Optimizing telemental health with live artificial intelligence clinical scaffolding and feedback

This project aims to develop a clinical scaffolding system to enhance telemental health care by providing real-time coaching and actionable suggestions during video-based sessions. Modeled after live supervision methodologies, it supports clinicians by identifying intervention targets and offering text-based coaching prompts to guide care. Unlike automated chatbots, this approach enables clinicians to adapt suggestions to patient needs, balancing automation with oversight for safer AI-supported mental healthcare. The proposed in-session support will facilitate efficient implementation of strategies and clinician skill development. This project seeks to enhance data privacy by processing all data on-device and avoiding external data transfers.

Monitoring mood symptoms in young adults at-risk for bipolar disorder

The ages of 18-25 years are ‘peak onset’ times of major depression and bipolar disorder. These disorders have different courses and treatments, but diagnosing bipolar disorder is difficult because manic symptoms occur less often than depressive symptoms and many individuals do not recall manic symptoms. A ‘misdiagnosis lag’ of 8-10 years can contribute to prolonged periods of potentially ineffective treatments and suboptimal outcomes such as high symptom burden, relationship problems, educational attainment and occupational functioning.

**Questions to answer:**
1. In the project summaries, replace "telemental health" with "remote mental health" and write out the stretch from "Optimizing telemental health" through "external data transfers.".
2. Extend the project summaries by continuing from their last sentence, in the same style.

**Information provided:**

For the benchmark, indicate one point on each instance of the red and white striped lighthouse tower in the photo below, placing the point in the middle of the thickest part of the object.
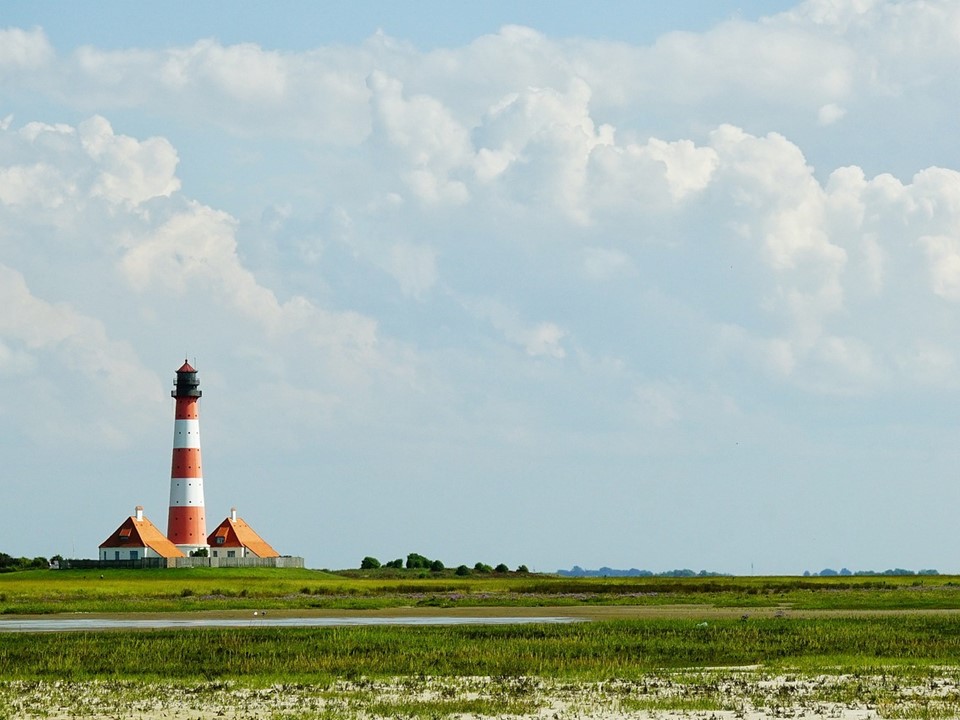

**Per-task outputs:**
1.
Optimizing remote mental health with live artificial intelligence clinical scaffolding and feedback

This project aims to develop a clinical scaffolding system to enhance remote mental health care by providing real-time coaching and actionable suggestions during video-based sessions. Modeled after live supervision methodologies, it supports clinicians by identifying intervention targets and offering text-based coaching prompts to guide care. Unlike automated chatbots, this approach enables clinicians to adapt suggestions to patient needs, balancing automation with oversight for safer AI-supported mental healthcare. The proposed in-session support will facilitate efficient implementation of strategies and clinician skill development. This project seeks to enhance data privacy by processing all data on-device and avoiding external data transfers.

2.
This project will use remote prospective assessment and monitoring of depressive and manic symptoms in at-risk patients in-between patient visits to increase the ‘data points’ clinicians have when assessing a bipolar disorder diagnosis. This is especially important for people at risk for bipolar disorder (for example those with a family history of bipolar disorder) because manic symptoms can be provoked by first-line medication treatments for major depression. The project will use a new manic symptom measure (the Patient Mania Questionnaire-9) and a commonly used depressive symptom measure (the Patient Health Questionnaire-9) to monitor symptoms, and learn how clinicians and patients use this information clinically.

Bipolar disorder measures in clinical care

The goals of this project are to 1) determine which validated bipolar disorder patient-reported symptom measure is most acceptable and helpful to patients and clinicians in clinical care, 2) demonstrate that the preferred measure can be used to monitor outcomes with high fidelity in routine care, and 3) assess the feasibility of comparing effectiveness of measurement-based care (MBC) to usual care in a randomized trial.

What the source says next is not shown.